Cose da fare:
• a. Nel testo sui preparativi per il Seder, entro quando va inviato l'ordine in Comunità?
• b. Porta avanti il testo sui preparativi per il Seder, riprendendo subito dopo l'ultima frase.

━━ Testo mostrato

In corsa contro il tempo
In questa guerra non si può perdere neppure una battaglia, dunque eccoci a pianificare accuratamente a tavolino ogni mossa.
Primo punto. L’ordine. Non quello del Seder: quello da inviare per tempo in Comunità, secondo dopo aver confrontato il modulo ricevuto con quello degli anni precedenti riscontrando l’assenza proprio di quei biscotti tanto buoni e sorvolando sul fuoco amico relativo al numero di pacchi di matzot (perché correre il rischio di restare senza, dico io, in fondo averne un po’ di più non guasta mai), e soprattutto essersi resi conto che il termine di invio è OGGI e quindi va fatto ORA senza poter adeguatamente riflettere sulla farina di matzot (fine o grossa? O entrambe?).
Secondo punto. Ordinare la carne dal macellaio. Anzi fare la lista per l’ordine della carne e solo dopo chiamare il macellaio (viceversa rischia solo di confondere le idee). Questo presume aver preso per l’ennesima volta le misure del freezer, piuttosto che aver considerato il numero di commensali invitati al primo Seder.
Terzo punto. Stabilire quando andare in Comunità a ritirare il tutto. Non il pomeriggio del Talmud Torà a causa di pancia gravidica di sette mesi ed impossibilità di trascorrere almeno un’ora in piedi in fila (con pargoli urlanti al seguito) per poi trasportare tutto fino all’auto e trascinarsi stancamente a casa, esperienza che stenderebbe anche un elefante (giovane, perché impensabili invece sono le forze delle attempate signore in attesa, che forse come dal medico sono lì in strada dal giorno prima ad anticipare l’apertura dell’ufficio di consegna). Già sperimentato, da non rifare. Piuttosto, di domenica mattina con il supporto di balde braccia maschili (e di una schiena non propriamente in salute, ma meglio non sottilizzare)? Abbastanza in là nel tempo in modo che sia arrivato tutto, ma non troppo a ridosso della corsa finale a completare-le-pulizie-avendo-svuotato-tutto-consumato-regalato…? Questione assai complessa.

━━━━
━━ Contenuto dei dati

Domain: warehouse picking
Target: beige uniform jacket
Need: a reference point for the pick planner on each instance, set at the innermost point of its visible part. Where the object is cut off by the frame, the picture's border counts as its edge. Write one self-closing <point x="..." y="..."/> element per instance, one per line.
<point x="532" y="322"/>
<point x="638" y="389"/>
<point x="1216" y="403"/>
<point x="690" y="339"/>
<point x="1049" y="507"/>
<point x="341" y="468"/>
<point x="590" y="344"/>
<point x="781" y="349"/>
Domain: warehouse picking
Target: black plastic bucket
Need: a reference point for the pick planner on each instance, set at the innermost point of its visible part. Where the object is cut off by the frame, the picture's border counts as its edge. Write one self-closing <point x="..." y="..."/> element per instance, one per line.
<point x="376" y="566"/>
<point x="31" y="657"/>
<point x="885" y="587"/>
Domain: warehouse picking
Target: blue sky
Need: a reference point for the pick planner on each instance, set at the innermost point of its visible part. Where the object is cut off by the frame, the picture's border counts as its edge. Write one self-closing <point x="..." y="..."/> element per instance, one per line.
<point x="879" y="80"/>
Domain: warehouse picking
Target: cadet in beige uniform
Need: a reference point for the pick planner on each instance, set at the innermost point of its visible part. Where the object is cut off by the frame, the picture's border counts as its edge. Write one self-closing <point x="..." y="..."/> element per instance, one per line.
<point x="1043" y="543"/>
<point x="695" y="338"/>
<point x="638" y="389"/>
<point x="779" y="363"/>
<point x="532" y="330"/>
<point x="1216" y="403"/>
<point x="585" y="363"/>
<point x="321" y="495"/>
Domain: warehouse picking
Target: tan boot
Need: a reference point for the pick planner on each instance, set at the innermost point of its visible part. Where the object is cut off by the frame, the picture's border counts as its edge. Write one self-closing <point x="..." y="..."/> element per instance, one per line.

━━━━

Soluzioni:
• a. Il termine di invio è oggi, quindi l'ordine va fatto subito.

• b.
Quarto punto. Programmare le scorte alimentari delle prossime, delicatissime settimane. Ancora pasta sì perché sta finendo, ma non troppa sennò avanza. Biscotti no, anche a rischio di una sollevazione popolare infantile perché a colazione non ci sono più i soliti quattro tipi (quattro come i tipi di yogurt e di cereali, i figli presenti al Seder e i bicchieri di vino da bere, tutto torna).
Quinto punto. Programmare le scorte alimentari di Pesach. Riso, latte…sorvolando sempre sul fuoco amico sefardita e le battutine che verrai salvata dalla fame askenazita che ti privava (anche) di kitniot. E hai voglia a dire che stavi benissimo, tu e le tue matzot. non sarai mai creduta. Pazienza.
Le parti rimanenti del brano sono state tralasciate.